Set exercise >>
Convert each line of the records below into a JSON list of strings, one string per line, skipping blank lines and leaving out the pictures.

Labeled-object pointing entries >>
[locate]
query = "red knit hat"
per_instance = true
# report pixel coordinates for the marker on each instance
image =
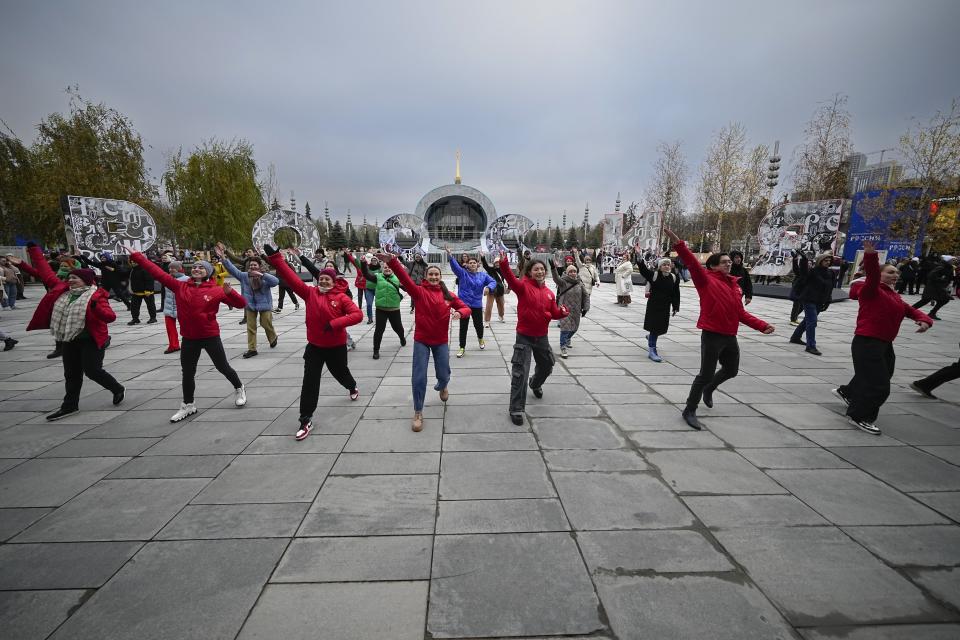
(87, 275)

Correct output >>
[
  "[locate]",
  "query = \"red knit hat\"",
  "per_instance = true",
  "# report pixel coordinates for the marker on each instance",
  "image =",
  "(87, 275)"
]